▶ [Work required]
Render the lines of the records below as a JSON list of strings, one string per line and no blank lines, running from the line with "Scan the image for the rocky" up to and including the line with "[389,844,717,1187]".

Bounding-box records
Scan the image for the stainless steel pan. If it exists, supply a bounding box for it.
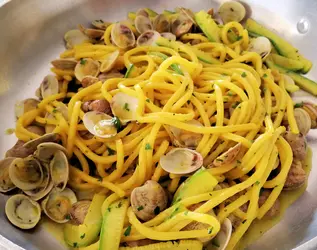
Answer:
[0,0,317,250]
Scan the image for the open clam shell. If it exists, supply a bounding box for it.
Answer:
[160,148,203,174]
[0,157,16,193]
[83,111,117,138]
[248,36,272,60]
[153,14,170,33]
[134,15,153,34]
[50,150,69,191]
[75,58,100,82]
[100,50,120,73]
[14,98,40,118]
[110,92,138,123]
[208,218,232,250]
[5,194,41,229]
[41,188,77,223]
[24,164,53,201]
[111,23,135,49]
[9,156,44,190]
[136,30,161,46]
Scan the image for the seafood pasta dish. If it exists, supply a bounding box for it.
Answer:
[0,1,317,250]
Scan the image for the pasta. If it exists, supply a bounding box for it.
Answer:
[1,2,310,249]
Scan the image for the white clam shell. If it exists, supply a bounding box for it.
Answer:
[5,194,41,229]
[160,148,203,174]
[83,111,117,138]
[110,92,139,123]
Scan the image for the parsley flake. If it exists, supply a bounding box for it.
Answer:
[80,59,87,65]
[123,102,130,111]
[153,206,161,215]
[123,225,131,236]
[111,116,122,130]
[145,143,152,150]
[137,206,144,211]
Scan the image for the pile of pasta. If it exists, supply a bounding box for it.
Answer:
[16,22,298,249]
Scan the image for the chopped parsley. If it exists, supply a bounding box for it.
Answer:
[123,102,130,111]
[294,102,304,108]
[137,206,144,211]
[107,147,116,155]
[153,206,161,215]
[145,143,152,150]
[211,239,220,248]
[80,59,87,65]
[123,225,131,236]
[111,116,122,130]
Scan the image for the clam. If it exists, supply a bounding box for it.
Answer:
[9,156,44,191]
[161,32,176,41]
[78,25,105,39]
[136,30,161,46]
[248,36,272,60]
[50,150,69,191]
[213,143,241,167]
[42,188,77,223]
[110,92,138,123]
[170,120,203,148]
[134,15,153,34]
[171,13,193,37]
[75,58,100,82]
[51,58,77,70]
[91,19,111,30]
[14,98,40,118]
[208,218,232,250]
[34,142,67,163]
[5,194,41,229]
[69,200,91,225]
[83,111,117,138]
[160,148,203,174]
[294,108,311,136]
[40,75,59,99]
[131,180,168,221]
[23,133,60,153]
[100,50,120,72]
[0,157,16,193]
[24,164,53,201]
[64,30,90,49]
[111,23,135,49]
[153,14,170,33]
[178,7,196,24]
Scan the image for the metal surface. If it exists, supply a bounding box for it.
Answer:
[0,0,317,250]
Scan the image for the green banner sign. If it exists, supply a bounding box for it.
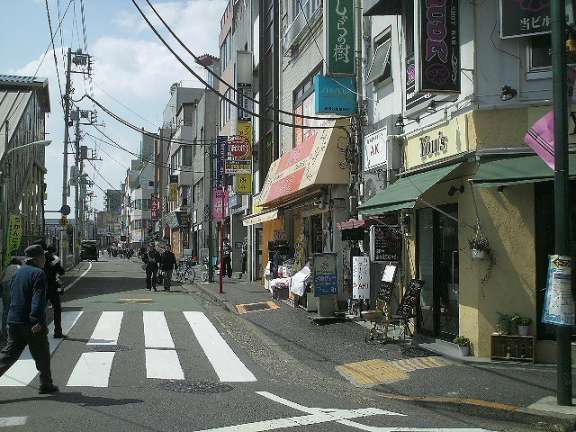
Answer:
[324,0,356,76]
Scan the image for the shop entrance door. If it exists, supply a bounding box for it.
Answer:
---
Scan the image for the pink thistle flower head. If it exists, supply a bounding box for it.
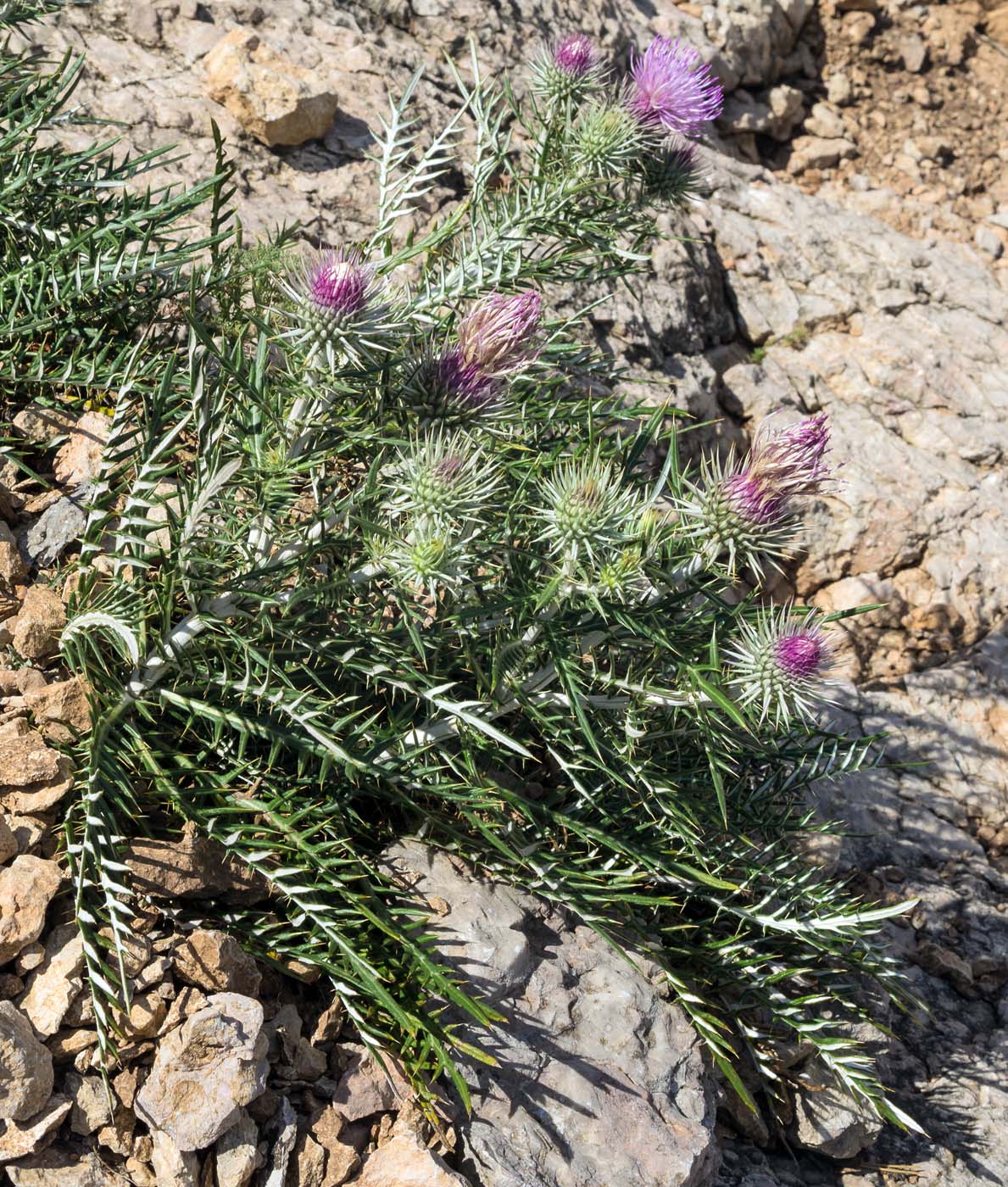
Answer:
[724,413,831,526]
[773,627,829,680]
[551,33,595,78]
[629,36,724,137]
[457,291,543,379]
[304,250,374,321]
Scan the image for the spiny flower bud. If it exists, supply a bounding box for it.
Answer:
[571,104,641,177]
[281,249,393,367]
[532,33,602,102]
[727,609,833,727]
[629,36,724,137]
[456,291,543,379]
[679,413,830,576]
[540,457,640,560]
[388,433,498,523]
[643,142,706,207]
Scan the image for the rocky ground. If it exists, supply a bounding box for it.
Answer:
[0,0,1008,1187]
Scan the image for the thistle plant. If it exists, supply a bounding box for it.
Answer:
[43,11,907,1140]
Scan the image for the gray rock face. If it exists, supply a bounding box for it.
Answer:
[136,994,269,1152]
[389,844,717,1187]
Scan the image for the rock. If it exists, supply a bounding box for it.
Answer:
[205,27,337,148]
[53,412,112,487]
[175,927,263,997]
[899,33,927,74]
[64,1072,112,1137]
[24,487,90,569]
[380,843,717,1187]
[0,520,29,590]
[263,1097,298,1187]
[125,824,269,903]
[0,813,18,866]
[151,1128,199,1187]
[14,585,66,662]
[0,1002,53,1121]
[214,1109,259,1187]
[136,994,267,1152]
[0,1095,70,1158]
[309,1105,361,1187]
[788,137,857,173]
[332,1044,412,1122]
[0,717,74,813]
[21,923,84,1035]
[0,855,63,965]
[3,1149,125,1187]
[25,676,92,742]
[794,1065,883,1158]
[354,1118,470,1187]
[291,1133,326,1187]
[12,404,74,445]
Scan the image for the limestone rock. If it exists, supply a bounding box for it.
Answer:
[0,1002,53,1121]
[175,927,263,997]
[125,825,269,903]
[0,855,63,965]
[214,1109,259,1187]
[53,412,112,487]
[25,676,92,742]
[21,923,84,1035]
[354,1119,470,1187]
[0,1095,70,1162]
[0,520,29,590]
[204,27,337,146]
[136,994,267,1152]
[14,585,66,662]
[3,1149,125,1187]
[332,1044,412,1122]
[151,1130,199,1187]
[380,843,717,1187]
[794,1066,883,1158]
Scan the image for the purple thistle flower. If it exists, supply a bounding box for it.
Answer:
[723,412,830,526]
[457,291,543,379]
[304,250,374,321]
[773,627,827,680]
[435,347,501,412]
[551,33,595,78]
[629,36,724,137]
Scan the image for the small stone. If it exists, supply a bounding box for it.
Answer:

▶ [Full solution]
[
  "Scan the image for the rocky ground. If it exists, supply a bounding box for it.",
  "Answer:",
  "[0,0,1008,1187]",
  "Scan the image for the thistle plant. If it exists, supply a bounding box for it.",
  "Answer:",
  "[43,11,907,1140]",
  "Scan the image for the gray rock face. If it exists, supply a bounding box for it.",
  "Answer:",
  "[136,994,269,1152]",
  "[389,844,717,1187]"
]